■ **What the task asks**:
Output the data below as a Markdown table with two columns, "Index" for the row number and "Entry" for the line, leaving out any blank lines.

■ **Data**:

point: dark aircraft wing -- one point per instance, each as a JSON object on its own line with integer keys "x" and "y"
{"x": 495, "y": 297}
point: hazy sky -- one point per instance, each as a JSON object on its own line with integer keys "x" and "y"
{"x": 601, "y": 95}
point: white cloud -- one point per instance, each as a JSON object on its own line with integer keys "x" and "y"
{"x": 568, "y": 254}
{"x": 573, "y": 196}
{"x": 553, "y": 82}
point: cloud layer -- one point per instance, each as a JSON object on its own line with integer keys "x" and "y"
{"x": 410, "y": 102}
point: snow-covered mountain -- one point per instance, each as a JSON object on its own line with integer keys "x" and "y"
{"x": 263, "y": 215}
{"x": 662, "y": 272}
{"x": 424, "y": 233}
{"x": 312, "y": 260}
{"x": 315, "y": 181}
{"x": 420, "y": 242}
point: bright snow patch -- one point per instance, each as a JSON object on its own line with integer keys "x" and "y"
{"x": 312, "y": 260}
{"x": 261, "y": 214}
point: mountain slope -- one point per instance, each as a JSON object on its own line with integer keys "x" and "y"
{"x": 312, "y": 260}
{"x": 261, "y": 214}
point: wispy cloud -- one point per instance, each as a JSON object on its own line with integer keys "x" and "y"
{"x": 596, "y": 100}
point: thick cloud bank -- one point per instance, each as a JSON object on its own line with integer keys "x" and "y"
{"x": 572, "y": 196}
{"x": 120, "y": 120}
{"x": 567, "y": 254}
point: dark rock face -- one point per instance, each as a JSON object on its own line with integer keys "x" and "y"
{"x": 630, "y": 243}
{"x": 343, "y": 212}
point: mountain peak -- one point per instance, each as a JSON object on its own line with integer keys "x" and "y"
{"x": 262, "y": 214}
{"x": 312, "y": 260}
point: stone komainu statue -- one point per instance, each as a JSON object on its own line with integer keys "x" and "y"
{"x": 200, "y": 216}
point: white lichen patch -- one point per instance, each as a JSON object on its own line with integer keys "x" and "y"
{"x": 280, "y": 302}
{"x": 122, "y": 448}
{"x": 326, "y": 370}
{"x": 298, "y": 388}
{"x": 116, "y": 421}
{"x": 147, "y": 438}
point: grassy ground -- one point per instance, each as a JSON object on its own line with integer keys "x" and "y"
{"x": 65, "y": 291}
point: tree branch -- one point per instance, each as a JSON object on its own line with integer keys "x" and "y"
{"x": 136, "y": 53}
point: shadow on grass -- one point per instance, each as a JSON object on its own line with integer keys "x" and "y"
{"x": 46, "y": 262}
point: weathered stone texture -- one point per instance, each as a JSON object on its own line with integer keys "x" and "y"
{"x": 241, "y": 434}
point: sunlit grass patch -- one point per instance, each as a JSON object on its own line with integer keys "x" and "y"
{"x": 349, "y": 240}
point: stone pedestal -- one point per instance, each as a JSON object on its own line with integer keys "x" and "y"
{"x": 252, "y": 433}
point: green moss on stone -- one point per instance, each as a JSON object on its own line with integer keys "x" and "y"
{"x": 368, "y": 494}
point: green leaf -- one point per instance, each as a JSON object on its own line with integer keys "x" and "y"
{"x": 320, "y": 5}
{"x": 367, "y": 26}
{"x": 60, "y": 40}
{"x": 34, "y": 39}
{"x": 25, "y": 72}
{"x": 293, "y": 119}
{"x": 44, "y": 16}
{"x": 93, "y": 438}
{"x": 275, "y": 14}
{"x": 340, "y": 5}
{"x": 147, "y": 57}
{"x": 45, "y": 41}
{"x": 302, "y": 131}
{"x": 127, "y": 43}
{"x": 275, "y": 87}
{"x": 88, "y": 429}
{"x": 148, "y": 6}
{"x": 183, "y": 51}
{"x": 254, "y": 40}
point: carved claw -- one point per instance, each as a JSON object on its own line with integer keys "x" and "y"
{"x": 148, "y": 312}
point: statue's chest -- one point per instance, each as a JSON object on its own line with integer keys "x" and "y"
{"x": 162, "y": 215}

■ **The result**:
| Index | Entry |
|---|---|
| 1 | point: dark aircraft wing -- one point per instance, each as a JSON object on its own line with integer keys "x" and "y" |
| 2 | {"x": 495, "y": 297} |
| 3 | point: hazy sky -- one point per instance, each as a JSON object on its own line with integer keys "x" and "y" |
| 4 | {"x": 601, "y": 95} |
| 5 | point: white cloud -- one point per instance, each as a JSON object on its own line with integer keys "x" and "y" |
| 6 | {"x": 568, "y": 254} |
| 7 | {"x": 573, "y": 196} |
| 8 | {"x": 553, "y": 82} |
| 9 | point: cloud layer -- one point per instance, each as a JSON object on its own line with integer keys "x" and "y" |
| 10 | {"x": 410, "y": 102} |
| 11 | point: snow-covered mountain -- one point per instance, each as a JSON object on its own line with integer keys "x" and "y" |
| 12 | {"x": 263, "y": 215} |
| 13 | {"x": 662, "y": 272} |
| 14 | {"x": 424, "y": 233} |
| 15 | {"x": 312, "y": 260} |
| 16 | {"x": 315, "y": 181} |
| 17 | {"x": 420, "y": 242} |
| 18 | point: bright snow patch -- one point per instance, each as a JSON object on its own line with integer keys "x" and "y" |
| 19 | {"x": 312, "y": 260} |
| 20 | {"x": 261, "y": 214} |
| 21 | point: mountain slope -- one point per instance, each as a JSON object on its own line with integer keys "x" and "y" |
| 22 | {"x": 312, "y": 260} |
| 23 | {"x": 261, "y": 214} |
| 24 | point: wispy cloud -- one point per instance, each as a JSON object on its own line with integer keys "x" and "y" |
| 25 | {"x": 596, "y": 100} |
| 26 | point: thick cloud bank -- one point per instance, each as a JSON object on its own line with integer keys "x" and "y" |
| 27 | {"x": 572, "y": 196} |
| 28 | {"x": 120, "y": 120} |
| 29 | {"x": 567, "y": 254} |
| 30 | point: dark rock face -- one point per instance, each as a JSON object on its own line with integer keys "x" and "y" |
| 31 | {"x": 630, "y": 243} |
| 32 | {"x": 343, "y": 212} |
| 33 | point: mountain peak -- one point per instance, each as a JSON object on its own line with integer keys "x" and "y" |
| 34 | {"x": 262, "y": 214} |
| 35 | {"x": 312, "y": 260} |
| 36 | point: stone komainu statue -- one point per instance, each as a JSON object on its own line with integer keys "x" and "y" |
| 37 | {"x": 200, "y": 216} |
| 38 | point: white lichen patch -- one point per instance, each as a JSON object on its own line with integer keys "x" and "y" |
| 39 | {"x": 280, "y": 302} |
| 40 | {"x": 122, "y": 448} |
| 41 | {"x": 326, "y": 370} |
| 42 | {"x": 298, "y": 388} |
| 43 | {"x": 116, "y": 421} |
| 44 | {"x": 147, "y": 438} |
| 45 | point: grassy ground -- one point per instance, each as a JSON object on its own line with integer keys "x" and "y" |
| 46 | {"x": 65, "y": 291} |
| 47 | point: tree branch -- one point per instance, each as a JSON object on its own line with integer keys "x" and "y" |
| 48 | {"x": 136, "y": 53} |
| 49 | point: shadow on grass -- one point per instance, each as a JSON object on its own line with integer keys "x" and "y" |
| 50 | {"x": 46, "y": 262} |
| 51 | point: weathered stone texture -- one point per instance, each as a JSON object on its own line with integer keys "x" and "y" |
| 52 | {"x": 241, "y": 434} |
| 53 | point: sunlit grass patch -- one point per instance, each as a JSON object on its own line with integer keys "x" and "y" |
| 54 | {"x": 349, "y": 240} |
| 55 | point: stone pedestal -- one point per instance, each as a JSON object on its own line with integer keys "x" and "y" |
| 56 | {"x": 252, "y": 433} |
| 57 | point: green moss on stone -- one point per instance, each as a JSON object on its own line with integer keys "x" and "y" |
| 58 | {"x": 368, "y": 494} |
| 59 | point: green leaf -- one point per instance, each as a JSON object on its own line with integer keys "x" and "y" |
| 60 | {"x": 320, "y": 5} |
| 61 | {"x": 367, "y": 26} |
| 62 | {"x": 60, "y": 40} |
| 63 | {"x": 34, "y": 39} |
| 64 | {"x": 25, "y": 72} |
| 65 | {"x": 293, "y": 119} |
| 66 | {"x": 44, "y": 16} |
| 67 | {"x": 93, "y": 438} |
| 68 | {"x": 275, "y": 14} |
| 69 | {"x": 340, "y": 5} |
| 70 | {"x": 147, "y": 57} |
| 71 | {"x": 45, "y": 41} |
| 72 | {"x": 302, "y": 131} |
| 73 | {"x": 127, "y": 43} |
| 74 | {"x": 275, "y": 87} |
| 75 | {"x": 88, "y": 429} |
| 76 | {"x": 148, "y": 6} |
| 77 | {"x": 183, "y": 51} |
| 78 | {"x": 254, "y": 40} |
| 79 | point: carved claw -- one point per instance, each as a JSON object on its own line with integer keys "x" and "y" |
| 80 | {"x": 148, "y": 312} |
| 81 | point: statue's chest -- one point per instance, each as a JSON object on its own line with integer keys "x" and "y" |
| 82 | {"x": 162, "y": 215} |